Do this: All of the entries need to be written out again, exactly as they are.

Provided data:

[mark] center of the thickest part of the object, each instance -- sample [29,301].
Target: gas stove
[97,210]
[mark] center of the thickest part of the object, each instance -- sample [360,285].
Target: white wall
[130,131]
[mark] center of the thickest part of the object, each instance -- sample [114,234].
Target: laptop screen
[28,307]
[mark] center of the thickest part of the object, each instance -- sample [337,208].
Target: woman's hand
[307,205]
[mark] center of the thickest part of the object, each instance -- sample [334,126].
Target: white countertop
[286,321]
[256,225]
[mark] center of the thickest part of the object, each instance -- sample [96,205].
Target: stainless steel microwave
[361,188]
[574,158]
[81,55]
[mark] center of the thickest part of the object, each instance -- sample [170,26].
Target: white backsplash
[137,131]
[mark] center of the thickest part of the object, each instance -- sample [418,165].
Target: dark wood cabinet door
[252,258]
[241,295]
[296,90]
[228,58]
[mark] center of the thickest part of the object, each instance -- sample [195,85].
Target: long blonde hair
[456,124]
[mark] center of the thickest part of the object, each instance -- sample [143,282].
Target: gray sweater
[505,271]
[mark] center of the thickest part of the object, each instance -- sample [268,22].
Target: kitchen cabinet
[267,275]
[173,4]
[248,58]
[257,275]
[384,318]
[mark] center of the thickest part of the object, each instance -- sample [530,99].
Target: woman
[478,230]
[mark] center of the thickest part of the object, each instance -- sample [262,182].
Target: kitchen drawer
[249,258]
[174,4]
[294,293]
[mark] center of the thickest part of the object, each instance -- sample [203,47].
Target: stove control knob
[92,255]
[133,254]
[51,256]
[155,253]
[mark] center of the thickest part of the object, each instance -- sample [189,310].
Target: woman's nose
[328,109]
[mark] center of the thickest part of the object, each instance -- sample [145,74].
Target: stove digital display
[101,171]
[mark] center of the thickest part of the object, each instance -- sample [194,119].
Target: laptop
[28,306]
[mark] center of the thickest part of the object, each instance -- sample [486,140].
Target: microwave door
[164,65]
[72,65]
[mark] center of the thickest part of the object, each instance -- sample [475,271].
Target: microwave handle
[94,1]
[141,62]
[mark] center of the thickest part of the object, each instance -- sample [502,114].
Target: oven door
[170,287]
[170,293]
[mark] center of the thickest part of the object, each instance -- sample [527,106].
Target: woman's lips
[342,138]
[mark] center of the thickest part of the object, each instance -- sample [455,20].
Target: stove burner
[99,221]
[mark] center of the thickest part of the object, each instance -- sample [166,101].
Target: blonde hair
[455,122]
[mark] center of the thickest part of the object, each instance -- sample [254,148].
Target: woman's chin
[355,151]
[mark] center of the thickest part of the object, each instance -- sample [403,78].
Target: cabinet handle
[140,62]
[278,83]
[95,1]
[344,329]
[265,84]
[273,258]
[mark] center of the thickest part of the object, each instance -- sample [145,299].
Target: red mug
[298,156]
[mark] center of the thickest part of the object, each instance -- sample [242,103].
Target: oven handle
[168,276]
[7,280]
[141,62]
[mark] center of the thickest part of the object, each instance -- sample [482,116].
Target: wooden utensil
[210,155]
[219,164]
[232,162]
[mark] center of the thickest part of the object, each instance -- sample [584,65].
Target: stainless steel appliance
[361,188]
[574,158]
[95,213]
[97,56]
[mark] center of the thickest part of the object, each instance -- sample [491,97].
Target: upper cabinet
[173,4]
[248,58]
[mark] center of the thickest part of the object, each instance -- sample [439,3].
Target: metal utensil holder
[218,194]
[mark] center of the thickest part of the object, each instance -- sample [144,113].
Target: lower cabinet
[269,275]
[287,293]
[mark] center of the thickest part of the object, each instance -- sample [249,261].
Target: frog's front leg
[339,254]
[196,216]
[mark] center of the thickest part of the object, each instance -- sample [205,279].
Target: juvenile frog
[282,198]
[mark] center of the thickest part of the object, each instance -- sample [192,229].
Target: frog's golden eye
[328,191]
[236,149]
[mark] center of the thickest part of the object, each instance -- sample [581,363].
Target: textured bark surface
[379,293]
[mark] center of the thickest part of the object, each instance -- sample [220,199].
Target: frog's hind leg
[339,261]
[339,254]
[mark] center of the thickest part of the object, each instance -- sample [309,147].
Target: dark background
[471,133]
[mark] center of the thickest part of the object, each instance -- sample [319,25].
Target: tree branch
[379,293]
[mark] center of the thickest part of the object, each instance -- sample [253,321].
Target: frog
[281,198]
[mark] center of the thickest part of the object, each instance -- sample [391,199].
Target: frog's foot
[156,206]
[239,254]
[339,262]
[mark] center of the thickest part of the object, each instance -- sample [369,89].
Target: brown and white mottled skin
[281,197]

Problem solution:
[mark] center of the thickest part of the object, each instance -- sample [29,301].
Target: gas stove
[97,210]
[mark] center of the thickest part of the object, each instance -- sample [360,285].
Target: white wall
[130,131]
[mark] center of the thickest part of the object, each instance -- sample [114,234].
Target: laptop screen
[28,307]
[mark] center of the thickest part of the object, each instance -- sample [337,208].
Target: woman's hand
[307,205]
[mark] center of the thickest part of the object, each instance -- sample [334,126].
Target: white countertop
[286,321]
[256,225]
[mark] center of the thickest part of the object, each instance -- sample [96,205].
Target: stainless steel microwave
[361,188]
[574,158]
[81,55]
[mark] center of the thickest part of the object, each instance -- sample [170,26].
Target: white backsplash
[137,131]
[mark] center of the thickest part of the object, each instance -- sample [418,165].
Target: dark wood cabinet door
[252,258]
[241,295]
[296,90]
[228,58]
[mark] center of the thickest part of the object, each instance -- sample [195,85].
Target: long blonde hair
[456,124]
[mark] center of the thickest part of the object, each instance -- sample [143,282].
Target: gray sweater
[505,271]
[mark] center of the thickest part of the object, each instance -- sample [268,22].
Target: kitchen cabinet
[267,275]
[173,4]
[248,58]
[257,275]
[384,318]
[mark] center of the thickest part of the object, each instance -- sample [530,99].
Target: woman
[478,230]
[mark] center of the thickest part of the object, each instance -- sample [262,182].
Target: kitchen drawer
[249,258]
[174,4]
[294,293]
[mark] center of the thickest part of the object, each instance -- sample [203,47].
Target: stove control knob
[92,255]
[133,254]
[51,256]
[155,253]
[mark] center of the thickest part of the object, each instance -- sample [189,310].
Target: woman's nose
[328,109]
[mark] center of the thickest part of the object, each instance -- sample [145,74].
Target: stove digital display
[101,171]
[mark] center of the thickest part of the object, each instance -- sample [194,119].
Target: laptop
[28,306]
[mark] center of the thickest part of the object, each instance -- sample [486,140].
Target: microwave door
[164,65]
[72,65]
[mark] center of the thickest part of the object, each instance -- sample [475,271].
Target: microwave handle
[94,1]
[141,62]
[mark] center of the thickest part of the object, each instance -- sample [502,114].
Target: oven door
[170,287]
[170,293]
[mark] center of the thickest part of the object, each instance -- sample [527,106].
Target: woman's lips
[342,138]
[mark] center of the thickest part of the object, each instance -- sample [455,20].
Target: stove burner
[99,221]
[mark] center of the thickest part of the object, each instance -- sample [166,101].
Target: blonde hair
[455,122]
[mark] center of the thickest part of the object, each instance -- sample [254,148].
Target: woman's chin
[355,151]
[mark] center of the thickest part of the object, each instance -- sample [403,78].
Target: cabinet handle
[140,62]
[278,83]
[95,1]
[344,329]
[265,84]
[273,258]
[mark] center of the thickest part of the object, each instance -- sample [145,299].
Target: red mug
[298,156]
[mark] center of the thickest part of the object, each instance -- sample [242,103].
Target: oven handle
[168,276]
[7,280]
[141,62]
[mark] center of the thickest part of the object, each instance -- sample [482,116].
Target: wooden utensil
[210,155]
[219,164]
[232,162]
[mark] center of the thickest part of the object, each instance -- sample [584,65].
Target: stainless steel appliance
[361,188]
[574,158]
[95,213]
[97,56]
[mark] center of the thickest part of the object, each instance -- sample [491,97].
Target: upper cabinet
[173,4]
[248,58]
[mark] center of the thickest part of the object, each instance -- sample [439,3].
Target: metal utensil holder
[218,194]
[mark] center of the thickest part of the object, each instance -- sample [144,113].
Target: lower cabinet
[269,275]
[287,293]
[mark] center of the thickest part of the object, each instance -- sample [249,261].
Target: frog's front leg
[339,254]
[196,216]
[mark] center of the thickest part of the object, each instance -- sample [205,279].
Target: juvenile frog
[282,198]
[mark] center of the thickest part of the object, each instance -- sample [192,229].
Target: frog's golden eye
[328,191]
[236,149]
[mark] center of the thickest part of the object, each instance -- sample [581,363].
Target: textured bark surface
[379,293]
[mark] center of the thickest part of the object, each instance -- sample [220,199].
Target: frog's hind leg
[339,261]
[339,254]
[mark] center of the thickest part of the object, each instance -- sample [309,147].
Target: dark background
[471,133]
[mark] center of the thickest part of the object, each instance -- sample [319,25].
Target: tree branch
[379,293]
[mark] center of the thickest part of the object, each instance -- sample [253,321].
Target: frog
[281,198]
[mark] center of the thickest part of the object, each instance -- sample [391,199].
Target: frog's foot
[156,206]
[239,254]
[339,262]
[mark] center of the thickest part of the object, each instance -- sample [369,89].
Target: brown and white mottled skin
[281,197]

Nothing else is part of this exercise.